Work item -> Repeat every entry below exactly.

Stored data
________________________

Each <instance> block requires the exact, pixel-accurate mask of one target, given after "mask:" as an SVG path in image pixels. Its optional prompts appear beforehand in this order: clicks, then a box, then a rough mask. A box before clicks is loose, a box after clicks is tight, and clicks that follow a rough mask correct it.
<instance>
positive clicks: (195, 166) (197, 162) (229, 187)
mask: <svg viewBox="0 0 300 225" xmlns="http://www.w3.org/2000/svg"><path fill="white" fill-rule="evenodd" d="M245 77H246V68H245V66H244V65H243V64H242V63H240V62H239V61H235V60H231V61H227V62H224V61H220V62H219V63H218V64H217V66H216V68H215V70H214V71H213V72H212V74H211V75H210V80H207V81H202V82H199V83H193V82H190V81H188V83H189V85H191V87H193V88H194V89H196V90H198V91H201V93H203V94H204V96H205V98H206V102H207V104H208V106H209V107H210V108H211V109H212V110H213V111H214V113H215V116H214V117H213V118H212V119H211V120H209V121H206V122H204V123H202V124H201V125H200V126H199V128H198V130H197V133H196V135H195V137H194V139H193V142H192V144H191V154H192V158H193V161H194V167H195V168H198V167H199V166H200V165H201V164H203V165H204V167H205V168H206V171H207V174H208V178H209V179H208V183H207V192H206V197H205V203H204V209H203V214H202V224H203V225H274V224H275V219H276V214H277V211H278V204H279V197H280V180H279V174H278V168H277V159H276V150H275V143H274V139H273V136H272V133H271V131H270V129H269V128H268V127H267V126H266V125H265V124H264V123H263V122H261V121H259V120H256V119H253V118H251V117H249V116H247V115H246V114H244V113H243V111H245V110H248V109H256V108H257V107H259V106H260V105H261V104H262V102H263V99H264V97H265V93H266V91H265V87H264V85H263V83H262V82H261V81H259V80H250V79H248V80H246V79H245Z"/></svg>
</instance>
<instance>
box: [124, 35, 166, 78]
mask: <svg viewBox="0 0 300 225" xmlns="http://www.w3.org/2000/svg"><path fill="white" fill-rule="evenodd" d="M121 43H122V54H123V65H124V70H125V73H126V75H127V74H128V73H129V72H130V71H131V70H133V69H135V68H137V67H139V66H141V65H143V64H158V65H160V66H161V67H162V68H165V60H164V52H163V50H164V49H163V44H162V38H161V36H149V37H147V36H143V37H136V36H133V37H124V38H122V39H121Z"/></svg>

________________________

Response area ->
Each <instance> block requires the exact, pixel-accurate mask of one target, given after "mask:" as an SVG path in image pixels. Its optional prompts appear beforehand in this order: clicks, then a box, then a rough mask. A box before clicks is loose, a box after clicks is tight, and clicks that follow a rough mask correct it.
<instance>
positive clicks: (195, 166) (197, 162) (229, 187)
mask: <svg viewBox="0 0 300 225" xmlns="http://www.w3.org/2000/svg"><path fill="white" fill-rule="evenodd" d="M245 77H246V68H245V66H244V65H243V64H242V63H240V62H239V61H235V60H231V61H227V62H224V61H220V62H219V63H218V64H217V66H216V68H215V70H214V71H213V72H212V74H211V75H210V80H207V81H202V82H199V83H193V82H190V81H188V83H189V85H191V87H193V88H194V89H196V90H198V91H201V93H203V94H204V96H205V98H206V102H207V104H208V106H209V107H210V108H211V109H212V110H213V111H214V113H215V116H214V117H213V118H212V119H211V120H209V121H206V122H204V123H202V124H201V125H200V126H199V128H198V130H197V133H196V135H195V137H194V139H193V142H192V144H191V154H192V158H193V161H194V167H195V168H198V167H199V166H200V165H201V164H203V165H204V167H205V168H206V171H207V174H208V178H209V179H208V183H207V192H206V197H205V203H204V209H203V214H202V224H203V225H274V224H275V219H276V214H277V211H278V204H279V197H280V180H279V174H278V168H277V159H276V150H275V143H274V139H273V136H272V133H271V131H270V129H269V128H268V127H267V126H266V125H265V124H264V123H263V122H261V121H259V120H256V119H253V118H251V117H249V116H247V115H246V114H244V113H243V111H245V110H248V109H256V108H257V107H259V106H260V105H261V104H262V102H263V99H264V97H265V93H266V91H265V87H264V85H263V83H262V82H261V81H259V80H250V79H248V80H246V79H245Z"/></svg>
</instance>
<instance>
box: [124, 35, 166, 78]
mask: <svg viewBox="0 0 300 225" xmlns="http://www.w3.org/2000/svg"><path fill="white" fill-rule="evenodd" d="M121 43H122V54H123V65H124V70H125V73H126V75H127V74H128V73H129V72H130V71H131V70H133V69H135V68H137V67H139V66H141V65H143V64H158V65H160V66H161V67H162V68H165V60H164V52H163V50H164V49H163V44H162V38H161V36H149V37H147V36H143V37H136V36H133V37H124V38H122V39H121Z"/></svg>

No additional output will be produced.